▶ [MATERIAL]:

# # #

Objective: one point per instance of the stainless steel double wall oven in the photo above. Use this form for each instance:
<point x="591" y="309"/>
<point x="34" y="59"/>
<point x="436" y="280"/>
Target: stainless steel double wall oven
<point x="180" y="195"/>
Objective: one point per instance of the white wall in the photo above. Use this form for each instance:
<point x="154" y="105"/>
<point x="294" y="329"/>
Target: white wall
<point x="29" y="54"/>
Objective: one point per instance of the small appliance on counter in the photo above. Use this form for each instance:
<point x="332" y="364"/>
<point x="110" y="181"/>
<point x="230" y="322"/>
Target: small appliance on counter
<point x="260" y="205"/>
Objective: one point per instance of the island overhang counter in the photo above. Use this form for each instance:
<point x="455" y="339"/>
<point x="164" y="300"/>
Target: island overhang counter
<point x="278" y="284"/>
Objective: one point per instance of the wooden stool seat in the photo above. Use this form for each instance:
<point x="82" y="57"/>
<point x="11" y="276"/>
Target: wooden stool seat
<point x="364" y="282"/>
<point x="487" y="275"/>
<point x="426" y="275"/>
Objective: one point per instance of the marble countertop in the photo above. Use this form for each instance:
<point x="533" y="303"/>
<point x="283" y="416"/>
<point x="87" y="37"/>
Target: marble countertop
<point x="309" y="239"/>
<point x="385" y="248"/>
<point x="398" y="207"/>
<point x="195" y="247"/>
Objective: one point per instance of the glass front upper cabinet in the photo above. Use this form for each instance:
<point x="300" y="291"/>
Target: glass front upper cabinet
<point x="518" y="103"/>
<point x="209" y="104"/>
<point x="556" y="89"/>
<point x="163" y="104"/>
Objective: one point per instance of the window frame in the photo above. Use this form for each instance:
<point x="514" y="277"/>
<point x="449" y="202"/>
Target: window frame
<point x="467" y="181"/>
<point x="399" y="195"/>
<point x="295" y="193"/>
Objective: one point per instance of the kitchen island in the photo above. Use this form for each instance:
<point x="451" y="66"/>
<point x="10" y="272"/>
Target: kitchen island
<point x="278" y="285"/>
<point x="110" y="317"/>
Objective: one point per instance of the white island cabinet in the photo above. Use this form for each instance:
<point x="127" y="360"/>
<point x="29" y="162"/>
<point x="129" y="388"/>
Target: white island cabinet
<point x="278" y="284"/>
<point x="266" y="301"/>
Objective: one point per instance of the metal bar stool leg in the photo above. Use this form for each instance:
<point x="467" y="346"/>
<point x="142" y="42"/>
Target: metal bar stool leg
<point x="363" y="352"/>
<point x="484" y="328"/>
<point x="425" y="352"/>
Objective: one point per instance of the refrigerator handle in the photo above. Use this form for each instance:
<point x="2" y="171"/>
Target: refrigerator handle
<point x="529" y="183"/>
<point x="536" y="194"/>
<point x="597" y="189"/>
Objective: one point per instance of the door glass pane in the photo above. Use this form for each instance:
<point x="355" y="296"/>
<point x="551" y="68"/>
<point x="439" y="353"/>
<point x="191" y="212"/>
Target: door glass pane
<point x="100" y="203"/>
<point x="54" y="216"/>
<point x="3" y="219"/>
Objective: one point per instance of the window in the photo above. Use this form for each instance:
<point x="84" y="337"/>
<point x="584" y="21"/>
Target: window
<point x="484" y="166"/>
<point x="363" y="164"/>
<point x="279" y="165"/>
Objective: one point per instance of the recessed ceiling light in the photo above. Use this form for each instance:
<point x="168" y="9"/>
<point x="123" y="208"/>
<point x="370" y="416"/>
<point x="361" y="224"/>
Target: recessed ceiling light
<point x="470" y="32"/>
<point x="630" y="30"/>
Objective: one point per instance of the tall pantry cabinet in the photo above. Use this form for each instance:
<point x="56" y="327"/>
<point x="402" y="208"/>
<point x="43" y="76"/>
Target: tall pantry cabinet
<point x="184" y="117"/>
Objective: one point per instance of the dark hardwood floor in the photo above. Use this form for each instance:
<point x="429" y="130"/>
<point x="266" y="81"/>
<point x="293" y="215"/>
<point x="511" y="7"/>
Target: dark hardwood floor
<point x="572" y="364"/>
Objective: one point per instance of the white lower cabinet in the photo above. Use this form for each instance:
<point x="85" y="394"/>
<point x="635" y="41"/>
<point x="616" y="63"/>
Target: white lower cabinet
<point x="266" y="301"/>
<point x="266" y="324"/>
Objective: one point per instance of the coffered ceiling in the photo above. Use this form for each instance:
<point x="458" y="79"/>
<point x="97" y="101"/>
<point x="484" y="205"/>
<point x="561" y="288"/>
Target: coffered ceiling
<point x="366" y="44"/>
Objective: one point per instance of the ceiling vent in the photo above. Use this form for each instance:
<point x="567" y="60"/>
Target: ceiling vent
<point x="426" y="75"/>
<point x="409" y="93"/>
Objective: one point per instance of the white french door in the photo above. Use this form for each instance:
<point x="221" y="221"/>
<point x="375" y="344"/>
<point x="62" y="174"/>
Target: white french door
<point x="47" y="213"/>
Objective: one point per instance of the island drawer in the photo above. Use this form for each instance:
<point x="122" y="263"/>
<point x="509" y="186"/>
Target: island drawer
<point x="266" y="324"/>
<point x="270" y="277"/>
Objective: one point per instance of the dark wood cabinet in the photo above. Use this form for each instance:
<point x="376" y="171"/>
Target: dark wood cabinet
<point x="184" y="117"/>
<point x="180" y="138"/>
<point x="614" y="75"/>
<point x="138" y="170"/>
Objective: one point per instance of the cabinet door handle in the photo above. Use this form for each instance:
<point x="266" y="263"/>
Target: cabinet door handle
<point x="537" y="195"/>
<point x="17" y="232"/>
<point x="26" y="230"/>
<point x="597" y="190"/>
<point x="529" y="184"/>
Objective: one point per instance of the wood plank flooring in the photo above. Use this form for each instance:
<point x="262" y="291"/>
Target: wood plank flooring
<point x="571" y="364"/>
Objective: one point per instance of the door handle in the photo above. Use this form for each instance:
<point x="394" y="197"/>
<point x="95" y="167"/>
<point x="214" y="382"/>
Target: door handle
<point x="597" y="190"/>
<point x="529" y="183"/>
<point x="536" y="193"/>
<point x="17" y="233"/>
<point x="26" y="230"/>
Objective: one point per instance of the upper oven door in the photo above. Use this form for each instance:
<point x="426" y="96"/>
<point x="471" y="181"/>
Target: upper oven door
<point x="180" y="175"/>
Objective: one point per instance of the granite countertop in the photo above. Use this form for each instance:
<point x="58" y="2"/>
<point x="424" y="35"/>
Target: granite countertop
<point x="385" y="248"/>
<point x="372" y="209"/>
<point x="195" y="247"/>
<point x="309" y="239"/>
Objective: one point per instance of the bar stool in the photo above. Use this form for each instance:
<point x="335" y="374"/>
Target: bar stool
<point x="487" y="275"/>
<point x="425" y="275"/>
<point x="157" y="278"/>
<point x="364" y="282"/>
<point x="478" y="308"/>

# # #

▶ [THE PROBLEM]: Repeat back the data above, exact to the last character.

▶ [SOLUTION FOR THIS EXERCISE]:
Objective: one point per instance of the stainless steel double wall oven in the photo above. Use this form for each instance:
<point x="591" y="309"/>
<point x="34" y="59"/>
<point x="436" y="280"/>
Target: stainless steel double wall oven
<point x="180" y="195"/>
Objective: one point per instance of the white wall in the photo above. Use this form for each instance:
<point x="154" y="105"/>
<point x="294" y="329"/>
Target: white wall
<point x="29" y="54"/>
Objective: one point per instance of the small appliance on counter in the photo above. Use this form for each instance:
<point x="332" y="364"/>
<point x="110" y="181"/>
<point x="230" y="322"/>
Target: small appliance on counter
<point x="260" y="205"/>
Objective: one point per instance of the island overhang counter in the photo above. Use this form for each instance:
<point x="455" y="339"/>
<point x="164" y="300"/>
Target: island overhang counter
<point x="278" y="284"/>
Objective: one point per instance of the wooden stool seat in the photo above. Use this form for each instance:
<point x="82" y="57"/>
<point x="11" y="276"/>
Target: wooden stool seat
<point x="364" y="282"/>
<point x="487" y="275"/>
<point x="426" y="275"/>
Objective: one point per instance of the marble countertop in the photo above. Use this form for each instance:
<point x="533" y="303"/>
<point x="283" y="416"/>
<point x="87" y="37"/>
Target: marble countertop
<point x="309" y="239"/>
<point x="385" y="248"/>
<point x="398" y="207"/>
<point x="195" y="247"/>
Objective: one point per instance of the glass front upper cabinet in the photo above. Use this form for each instance:
<point x="300" y="291"/>
Target: glass front upper cabinet
<point x="518" y="103"/>
<point x="209" y="104"/>
<point x="556" y="89"/>
<point x="163" y="104"/>
Objective: one point per instance of the window frame in the photo above. Use this form for each instance:
<point x="514" y="277"/>
<point x="449" y="202"/>
Target: window frame
<point x="467" y="181"/>
<point x="399" y="195"/>
<point x="295" y="193"/>
Objective: one point per instance of the kitchen island in the photo above. Use this form for each instance:
<point x="451" y="66"/>
<point x="10" y="272"/>
Target: kitchen island
<point x="278" y="285"/>
<point x="110" y="317"/>
Objective: one point per instance of the white island cabinet in the photo above. Use this form for each instance:
<point x="127" y="360"/>
<point x="29" y="162"/>
<point x="129" y="388"/>
Target: white island cabinet
<point x="278" y="284"/>
<point x="266" y="301"/>
Objective: one point per instance of the metal bar stool leg in the photo above. Use this form for each instance:
<point x="467" y="346"/>
<point x="142" y="42"/>
Target: metal bar stool leg
<point x="363" y="352"/>
<point x="484" y="328"/>
<point x="425" y="352"/>
Objective: one point per instance of the refrigerator handle in the photo above. Use this form for each instance:
<point x="2" y="171"/>
Target: refrigerator handle
<point x="529" y="183"/>
<point x="536" y="194"/>
<point x="597" y="189"/>
Objective: one point per instance of the door glass pane in the photo above. Use this form for each instance:
<point x="355" y="296"/>
<point x="551" y="68"/>
<point x="439" y="353"/>
<point x="191" y="212"/>
Target: door glass pane
<point x="100" y="203"/>
<point x="54" y="216"/>
<point x="3" y="219"/>
Objective: one point per instance of the window in the photo above. Use this form for each instance:
<point x="84" y="337"/>
<point x="584" y="21"/>
Target: window
<point x="484" y="166"/>
<point x="363" y="164"/>
<point x="279" y="165"/>
Objective: one point per instance of the recessed ceiling light in the photo above. Use this form for each instance:
<point x="168" y="9"/>
<point x="123" y="208"/>
<point x="370" y="416"/>
<point x="361" y="224"/>
Target: recessed ceiling light
<point x="470" y="32"/>
<point x="630" y="30"/>
Objective: one point per instance of the tall pantry cabinet in the photo above. Use this form for each instance:
<point x="56" y="327"/>
<point x="402" y="208"/>
<point x="43" y="76"/>
Target: tall pantry cabinet
<point x="184" y="117"/>
Objective: one point per instance of the dark hardwood floor in the photo above. Use this form for each instance:
<point x="429" y="130"/>
<point x="266" y="81"/>
<point x="293" y="215"/>
<point x="511" y="7"/>
Target: dark hardwood floor
<point x="572" y="364"/>
Objective: one point per instance of the white lower cabinet in the photo above. Use this form for each instance:
<point x="85" y="394"/>
<point x="635" y="41"/>
<point x="616" y="63"/>
Target: white lower cabinet
<point x="266" y="301"/>
<point x="266" y="324"/>
Objective: one point per instance of the coffered ceiling in the photo above. Use this form for each instance:
<point x="458" y="79"/>
<point x="97" y="101"/>
<point x="484" y="205"/>
<point x="561" y="288"/>
Target: coffered ceiling
<point x="366" y="44"/>
Objective: one point per instance of the ceiling vent in the photo above. Use this form for each instance:
<point x="567" y="60"/>
Target: ceiling vent
<point x="426" y="75"/>
<point x="409" y="93"/>
Objective: one point per instance of the white french door in the photo above. Use this form for each instance:
<point x="221" y="221"/>
<point x="375" y="344"/>
<point x="62" y="174"/>
Target: white french door
<point x="47" y="213"/>
Objective: one point per instance of the island drawer in the photo above. Use this form for each instance:
<point x="122" y="263"/>
<point x="509" y="186"/>
Target: island drawer
<point x="266" y="324"/>
<point x="270" y="277"/>
Objective: one point per instance of the dark wood cabinet in the photo above. Use this form for each instance:
<point x="376" y="171"/>
Target: dark wood cabinet
<point x="184" y="117"/>
<point x="180" y="138"/>
<point x="614" y="75"/>
<point x="138" y="170"/>
Objective: one point per instance of the cabinet door handle in the photo above. Use this form for each instance:
<point x="266" y="263"/>
Target: cabinet door handle
<point x="537" y="195"/>
<point x="17" y="232"/>
<point x="26" y="230"/>
<point x="597" y="190"/>
<point x="529" y="184"/>
Objective: one point per instance of the wood plank flooring in the photo above. Use this form for each instance:
<point x="262" y="291"/>
Target: wood plank flooring
<point x="571" y="364"/>
Objective: one point per instance of the door handle in the photo above. Use this form for each instance:
<point x="394" y="197"/>
<point x="95" y="167"/>
<point x="214" y="382"/>
Target: door handle
<point x="597" y="190"/>
<point x="529" y="183"/>
<point x="536" y="193"/>
<point x="17" y="233"/>
<point x="26" y="230"/>
Objective: one point per instance of the upper oven door in the photo above. Use this form for each instance:
<point x="426" y="96"/>
<point x="471" y="181"/>
Target: upper oven door
<point x="180" y="175"/>
Objective: one point per instance of the granite countertop in the photo above. Use this form for each instance:
<point x="58" y="2"/>
<point x="424" y="35"/>
Target: granite countertop
<point x="385" y="248"/>
<point x="372" y="209"/>
<point x="195" y="247"/>
<point x="309" y="239"/>
Objective: one point per instance of the bar stool in the photo above. Use this form for each instance:
<point x="335" y="374"/>
Target: bar stool
<point x="487" y="275"/>
<point x="425" y="275"/>
<point x="157" y="278"/>
<point x="364" y="282"/>
<point x="478" y="308"/>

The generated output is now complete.